# TEXT SEGMENT
State abbreviation: Md.

Postal code: MD

Population est.: 5,600,388

Largest City (2005 est.): Baltimore, 635,815

Land area: 9,774 sq mi. (25,315 sq km)

U.S. Representatives: 8

Entered Union (rank): April 28, 1788 (7)

Motto: Fatti maschii, parole femine (Manly deeds, womanly words)

Origin of name: In honor of Henrietta Maria (queen of Charles I of England)

State symbols:

flower: black-eyed susan
bird: Baltimore oriole
song: "Maryland! My Maryland!"
tree: white oak

Nickname: Free State; Old Line State

Residents: Marylander

Did you know: The first umbrella factory in the U.S. was built in Baltimore in 1928

Map of Maryland

History

In 1608, Capt. John Smith explored Chesapeake Bay. Charles I granted a royal charter for Maryland to Cecil Calvert, Lord Baltimore, in 1632, and English settlers, many of whom were Roman Catholic, landed on St. Clement's (now Blakistone) Island in 1634. Religious freedom, granted all Christians in the Toleration Act passed by the Maryland assembly in 1649, was ended by a Puritan revolt, 1654–1658.

From 1763 to 1767, Charles Mason and Jeremiah Dixon surveyed Maryland's northern boundary line with Pennsylvania. In 1791, Maryland ceded land to form the District of Columbia.

In 1814, during the British attempt to capture Baltimore, the bombardment of Fort McHenry inspired Francis Scott Key to write the words to "The Star-Spangled Banner." During the Civil War, Maryland was a slave state but remained in the Union. Consequently, Marylanders fought on both sides and many families were divided.

# PROVIDED INFORMATION

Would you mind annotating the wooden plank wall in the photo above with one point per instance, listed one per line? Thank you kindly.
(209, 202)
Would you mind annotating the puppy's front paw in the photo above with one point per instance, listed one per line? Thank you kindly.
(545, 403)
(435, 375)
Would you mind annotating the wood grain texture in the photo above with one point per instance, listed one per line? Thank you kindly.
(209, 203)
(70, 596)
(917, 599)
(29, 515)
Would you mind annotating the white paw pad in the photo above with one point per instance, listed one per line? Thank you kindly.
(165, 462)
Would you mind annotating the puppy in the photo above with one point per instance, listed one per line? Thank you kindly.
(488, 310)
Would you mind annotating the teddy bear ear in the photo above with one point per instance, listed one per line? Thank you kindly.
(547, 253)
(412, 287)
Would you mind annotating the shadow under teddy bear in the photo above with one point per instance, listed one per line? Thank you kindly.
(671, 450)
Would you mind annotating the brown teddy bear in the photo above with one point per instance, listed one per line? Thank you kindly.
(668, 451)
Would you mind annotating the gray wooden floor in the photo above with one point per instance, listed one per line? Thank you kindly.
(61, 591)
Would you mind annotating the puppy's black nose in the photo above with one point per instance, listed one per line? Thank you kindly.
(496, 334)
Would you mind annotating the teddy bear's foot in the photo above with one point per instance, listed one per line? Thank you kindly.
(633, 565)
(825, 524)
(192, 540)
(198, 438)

# ACTIVITY LIST
**A)** According to the Maryland fact sheet, why did Marylanders fight on both sides of the Civil War?
**B)** Using the Maryland fact sheet, decide whether each statement agrees with it. Answer yes or no and quote the words that settle it. (i) Maryland gave up land to form the District of Columbia in 1791. (ii) The Toleration Act granted religious freedom to people of every faith. (iii) Mason and Dixon surveyed Maryland's boundary with Virginia.
**C)** Set down the part of the Maryland fact sheet from "Largest City (2005" to "deeds, womanly words)".
The records were taken from a different source than the text.

# TASK RESULTS
**A)** Maryland was a slave state but stayed in the Union. As a result, Marylanders fought for both sides, and many families were divided.

**B)**
(i) Yes: "In 1791, Maryland ceded land to form the District of Columbia."
(ii) No: "granted all Christians in the Toleration Act"
(iii) No: "surveyed Maryland's northern boundary line with Pennsylvania"

**C)**
Largest City (2005 est.): Baltimore, 635,815

Land area: 9,774 sq mi. (25,315 sq km)

U.S. Representatives: 8

Entered Union (rank): April 28, 1788 (7)

Motto: Fatti maschii, parole femine (Manly deeds, womanly words)